**Metin Alıntısı**:
↓

Türkiye bu haksız suçlamaya karşı salt tepkisel (reaktif) değil, çok yönlü önalıcı (proaktif) bir yordam (strateji) belirlemeli ve uygulamalıdır. Sözde soykırım suçlamalarına karşı tepkiler
24 Nisanlarla sınırlanmamalıdır. Bu kapsamda;.

  1. Konu ile ilgili olarak, hükümetten hükümete değişmeyen ulusal bir yordam (strateji) belirlenmelidir,
  2. Bu yordam (strateji) kapsamında bilimsel çalışmalar, halkla ilişkiler (PR) yürütülmeli,
    değişik dillerde film, roman, tiyatro gibi sanat yapıtları üretilmelidir.
  3. Yetkililer, Ermenileri haklı çıkartacak eylem ve söylemlerden kaçınmalıdır.
  4. Konu, okullarda öğretim programlarına alınarak gençlerimiz aydınlatılmalıdır.
  5. ABD Başkanı’nın “soykırım ”suçlamasına ciddi uluslararası tepki gösterilmelidir.
  6. ABD’deki Ermeni lobisine karşı etkili lobicilik yapılmalıdır.
    ***
    Yazının PDF biçimi : Ermeni Soykırımı Yoktur, Cihangir Dumanlı
    =====================================================

Dostlar

Sayın Dumanlı’nın 3 şapkası (General, Hukukçu ve Uluslararası İlişkiler Uzmanı) ile yaptığı irdeleme çok değerli. Kendisine teşekkür ederiz. Biz iki katkı yapmak isteriz :

Ermenistan’ın ilk Başbakanı Kaçaznuni’nin kitabı bir itirafnamedir : Soykırım yapılmadı!

(Kaçaznuni, Ovanes, Taşnak Partisinin Yapacağı Bir Şey Yok, Kaynak Yayınları, İstanbul, 2005)

Ovanes Kaçaznuni’nin 1923 Parti Konferansına Raporundan birkaç alıntı :

  • “Biz kayıtsız şartsız Rusya’ya yönelmiş durumdaydık. Herhangi bir gerekçe yokken zafer havasına kapılmıştık; sadakatimiz, çalışmalarımız ve yardımlarımız karşılığında Çar Hükümeti’nin (Güney Kafkasya Ermenistanı ile Türkiye’nin Ermeni Eyaletlerinden oluşan) Ermenistan’ın bağımsızlığın bize armağan edeceğine emindik.”

↑

**Öğe Listesi**:
↓

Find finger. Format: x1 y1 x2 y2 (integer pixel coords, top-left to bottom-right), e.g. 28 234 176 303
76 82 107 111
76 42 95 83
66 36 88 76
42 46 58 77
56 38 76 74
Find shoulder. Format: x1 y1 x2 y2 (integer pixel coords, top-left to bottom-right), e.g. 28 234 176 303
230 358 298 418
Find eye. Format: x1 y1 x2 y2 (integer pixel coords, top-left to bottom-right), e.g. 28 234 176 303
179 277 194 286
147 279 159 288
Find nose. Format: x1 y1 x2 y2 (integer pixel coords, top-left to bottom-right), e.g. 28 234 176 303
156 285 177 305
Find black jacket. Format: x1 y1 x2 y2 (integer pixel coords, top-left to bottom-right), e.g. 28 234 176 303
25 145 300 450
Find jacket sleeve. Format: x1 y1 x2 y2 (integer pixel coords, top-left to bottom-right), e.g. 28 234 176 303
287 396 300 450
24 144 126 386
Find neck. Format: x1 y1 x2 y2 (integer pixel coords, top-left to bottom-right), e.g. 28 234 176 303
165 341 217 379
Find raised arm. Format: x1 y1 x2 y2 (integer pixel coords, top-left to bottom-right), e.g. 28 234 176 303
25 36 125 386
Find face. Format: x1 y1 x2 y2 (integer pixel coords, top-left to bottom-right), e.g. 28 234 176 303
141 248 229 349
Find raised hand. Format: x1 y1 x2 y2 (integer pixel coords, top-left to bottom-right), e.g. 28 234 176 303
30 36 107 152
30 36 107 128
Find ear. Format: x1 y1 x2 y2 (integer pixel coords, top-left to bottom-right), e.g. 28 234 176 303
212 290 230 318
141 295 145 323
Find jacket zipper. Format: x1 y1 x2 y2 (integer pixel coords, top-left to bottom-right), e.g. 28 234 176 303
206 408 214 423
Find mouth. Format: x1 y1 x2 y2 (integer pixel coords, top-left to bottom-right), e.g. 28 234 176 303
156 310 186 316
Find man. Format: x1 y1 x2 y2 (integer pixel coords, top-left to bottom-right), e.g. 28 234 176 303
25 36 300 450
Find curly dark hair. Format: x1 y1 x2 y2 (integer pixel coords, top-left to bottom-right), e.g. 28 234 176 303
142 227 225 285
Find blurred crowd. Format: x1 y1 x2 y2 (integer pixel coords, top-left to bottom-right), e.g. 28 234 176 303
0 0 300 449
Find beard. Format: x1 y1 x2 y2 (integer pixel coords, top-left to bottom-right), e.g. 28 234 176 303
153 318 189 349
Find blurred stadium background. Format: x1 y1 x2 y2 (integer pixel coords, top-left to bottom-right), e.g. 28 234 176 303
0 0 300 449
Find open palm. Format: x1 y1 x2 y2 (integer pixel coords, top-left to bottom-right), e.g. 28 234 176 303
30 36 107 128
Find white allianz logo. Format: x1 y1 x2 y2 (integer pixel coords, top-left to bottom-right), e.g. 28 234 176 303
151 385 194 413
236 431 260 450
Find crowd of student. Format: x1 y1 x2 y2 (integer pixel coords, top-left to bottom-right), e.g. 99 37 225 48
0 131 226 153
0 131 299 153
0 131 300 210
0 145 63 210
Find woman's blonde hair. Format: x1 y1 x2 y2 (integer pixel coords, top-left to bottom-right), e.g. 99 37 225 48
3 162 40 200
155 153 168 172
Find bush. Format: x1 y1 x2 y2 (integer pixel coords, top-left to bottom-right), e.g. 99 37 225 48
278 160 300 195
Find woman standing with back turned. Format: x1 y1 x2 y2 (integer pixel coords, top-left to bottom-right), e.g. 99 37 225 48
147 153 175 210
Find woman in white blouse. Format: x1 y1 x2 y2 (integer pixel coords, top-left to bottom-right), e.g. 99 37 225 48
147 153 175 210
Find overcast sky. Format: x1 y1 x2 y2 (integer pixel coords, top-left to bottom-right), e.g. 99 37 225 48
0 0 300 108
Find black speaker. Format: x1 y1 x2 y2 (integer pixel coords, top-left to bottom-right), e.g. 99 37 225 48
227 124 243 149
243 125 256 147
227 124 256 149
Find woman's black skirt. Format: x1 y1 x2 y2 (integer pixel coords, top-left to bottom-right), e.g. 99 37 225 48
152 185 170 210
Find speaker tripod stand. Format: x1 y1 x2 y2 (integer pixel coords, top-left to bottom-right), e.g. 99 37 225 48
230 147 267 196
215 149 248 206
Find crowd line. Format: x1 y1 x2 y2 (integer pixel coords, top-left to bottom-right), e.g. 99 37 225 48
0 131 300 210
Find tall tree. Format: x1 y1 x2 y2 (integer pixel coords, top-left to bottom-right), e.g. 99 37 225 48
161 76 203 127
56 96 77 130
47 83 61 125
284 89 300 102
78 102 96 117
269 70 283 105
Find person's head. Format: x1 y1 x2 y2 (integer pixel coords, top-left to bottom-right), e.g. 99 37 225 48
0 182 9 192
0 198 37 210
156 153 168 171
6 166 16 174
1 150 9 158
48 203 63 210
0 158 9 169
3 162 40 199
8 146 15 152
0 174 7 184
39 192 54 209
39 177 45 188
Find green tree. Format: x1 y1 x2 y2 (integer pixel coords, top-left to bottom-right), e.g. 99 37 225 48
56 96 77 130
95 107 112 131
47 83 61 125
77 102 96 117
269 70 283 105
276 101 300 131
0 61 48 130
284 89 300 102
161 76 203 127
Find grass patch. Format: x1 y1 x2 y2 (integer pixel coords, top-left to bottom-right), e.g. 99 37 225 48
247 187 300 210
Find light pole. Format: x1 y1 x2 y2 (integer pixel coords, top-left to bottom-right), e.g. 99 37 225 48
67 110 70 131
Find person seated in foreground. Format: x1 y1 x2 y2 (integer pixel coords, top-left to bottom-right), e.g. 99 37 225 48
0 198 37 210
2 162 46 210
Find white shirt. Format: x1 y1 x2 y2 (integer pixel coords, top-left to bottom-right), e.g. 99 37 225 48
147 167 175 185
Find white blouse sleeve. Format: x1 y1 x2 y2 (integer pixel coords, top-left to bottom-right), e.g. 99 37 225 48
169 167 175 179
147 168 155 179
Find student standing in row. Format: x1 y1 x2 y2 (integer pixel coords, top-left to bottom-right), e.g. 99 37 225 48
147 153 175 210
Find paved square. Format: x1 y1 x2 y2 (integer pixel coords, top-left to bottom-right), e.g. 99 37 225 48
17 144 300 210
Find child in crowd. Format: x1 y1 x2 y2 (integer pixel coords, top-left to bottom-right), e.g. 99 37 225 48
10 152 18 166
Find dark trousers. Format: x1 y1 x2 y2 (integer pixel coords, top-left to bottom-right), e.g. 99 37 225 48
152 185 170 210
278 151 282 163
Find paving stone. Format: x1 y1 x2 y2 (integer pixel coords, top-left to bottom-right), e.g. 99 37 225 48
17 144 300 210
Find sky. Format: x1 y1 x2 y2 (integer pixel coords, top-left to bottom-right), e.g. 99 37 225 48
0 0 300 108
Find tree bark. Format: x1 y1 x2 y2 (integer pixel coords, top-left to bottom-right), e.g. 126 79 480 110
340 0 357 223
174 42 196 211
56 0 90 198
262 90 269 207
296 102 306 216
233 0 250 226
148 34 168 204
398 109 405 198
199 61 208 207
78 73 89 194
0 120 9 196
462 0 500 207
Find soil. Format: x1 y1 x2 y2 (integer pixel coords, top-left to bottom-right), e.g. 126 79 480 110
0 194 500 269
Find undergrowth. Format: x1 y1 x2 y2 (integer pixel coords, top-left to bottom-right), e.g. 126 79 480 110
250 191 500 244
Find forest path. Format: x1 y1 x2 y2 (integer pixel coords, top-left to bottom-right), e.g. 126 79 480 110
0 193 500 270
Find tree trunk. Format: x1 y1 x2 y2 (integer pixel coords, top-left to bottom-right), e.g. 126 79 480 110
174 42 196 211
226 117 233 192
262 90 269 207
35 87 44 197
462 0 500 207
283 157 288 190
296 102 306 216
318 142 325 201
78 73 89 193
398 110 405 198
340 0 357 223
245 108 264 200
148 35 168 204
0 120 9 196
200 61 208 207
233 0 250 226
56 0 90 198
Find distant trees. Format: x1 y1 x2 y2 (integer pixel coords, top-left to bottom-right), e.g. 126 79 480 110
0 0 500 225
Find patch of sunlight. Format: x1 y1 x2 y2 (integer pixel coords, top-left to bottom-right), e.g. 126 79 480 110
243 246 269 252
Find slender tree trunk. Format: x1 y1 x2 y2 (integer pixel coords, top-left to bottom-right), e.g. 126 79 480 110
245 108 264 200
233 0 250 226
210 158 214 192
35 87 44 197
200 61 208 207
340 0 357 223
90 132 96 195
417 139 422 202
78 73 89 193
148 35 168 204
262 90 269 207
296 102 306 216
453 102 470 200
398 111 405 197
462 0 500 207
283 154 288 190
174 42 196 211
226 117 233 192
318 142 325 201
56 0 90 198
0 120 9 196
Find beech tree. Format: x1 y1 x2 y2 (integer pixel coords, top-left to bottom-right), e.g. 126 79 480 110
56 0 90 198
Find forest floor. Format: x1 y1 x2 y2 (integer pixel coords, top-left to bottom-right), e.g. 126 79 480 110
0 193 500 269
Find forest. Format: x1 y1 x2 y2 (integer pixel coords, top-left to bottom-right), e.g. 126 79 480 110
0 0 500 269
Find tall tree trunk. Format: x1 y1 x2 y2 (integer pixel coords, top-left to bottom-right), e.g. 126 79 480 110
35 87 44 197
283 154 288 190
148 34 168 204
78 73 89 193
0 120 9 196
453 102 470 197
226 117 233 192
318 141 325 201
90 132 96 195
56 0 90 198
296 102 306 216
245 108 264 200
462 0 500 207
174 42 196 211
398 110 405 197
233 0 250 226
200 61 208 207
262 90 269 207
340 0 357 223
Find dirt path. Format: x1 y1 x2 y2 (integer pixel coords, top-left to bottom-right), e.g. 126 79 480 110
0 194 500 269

↑

**Alıştırma Bölümleri**:
1. Soykırım suçlamaları üzerine metne göre şu soruları yanıtlayın:
(a) Sözde soykırım suçlamalarına karşı tepkiler neyle sınırlanmamalıdır?
(b) Okullarla ilgili maddede ne önerilmektedir?
(c) Sayın Dumanlı'nın üç şapkası hangileri olarak sayılmaktadır?
2. Soykırım suçlamaları üzerine metni, gösterilen son cümleden sonra sürdürün.
Öğelerin bu alıştırmayla hiçbir ilgisi yoktur.

**Görev Yanıtları**:
1.
(a) 24 Nisanlarla.
(b) Konunun okullarda öğretim programlarına alınarak gençlerin aydınlatılması.
(c) General, Hukukçu ve Uluslararası İlişkiler Uzmanı.

2.
Taşnak Hareketinin gücünü nereden aldığını Kaçaznuni’nin bu sözlerinden anlayabiliriz; Çarlık Rusya’sından. Çarlık Rusya’sı da o dönem emperyalizmin ağababası İngiltere’nin hegemonyası altındaydı. Türkiye’nin aldığı önlemler, yaptığı eylemler haklı ve yerindeydi. Ovanes Kaçaznuni de bu durumu şu sözleriyle itiraf etti:

  • ” Türkler ne yaptıklarını biliyorlardı ve bugün pişmanlık duymalarını gerektirecek bir husus bulunmamaktadır; sonradan da anlaşıldığı üzere, Türkiye’de Ermeni meselesinin temelli çözüm açısında bu yöntem en kesin ve en uygun bir yöntemdi.”

1914-18 arasındaki savaş Osmanlı’yı bölme savaşıdır. Müthiş bir destek alan Taşnak Ermenileri büyüsüne kapılmış oldukları ‘Denizden denize Ermenistan projesini gerçekleştirmek için Dünya Savaşı’nın koşullarını kullanarak tasarımlarına yön verdiler.

Kitap Ermenistan’da yasaklandı, Avrupa kütüphanelerinden toplatıldı. Son olarak, çuval dolusu ciddi arşiv belgesine ulaşan Ermeni araştırmacısı Mehmet Perinçek tutuklandı ?!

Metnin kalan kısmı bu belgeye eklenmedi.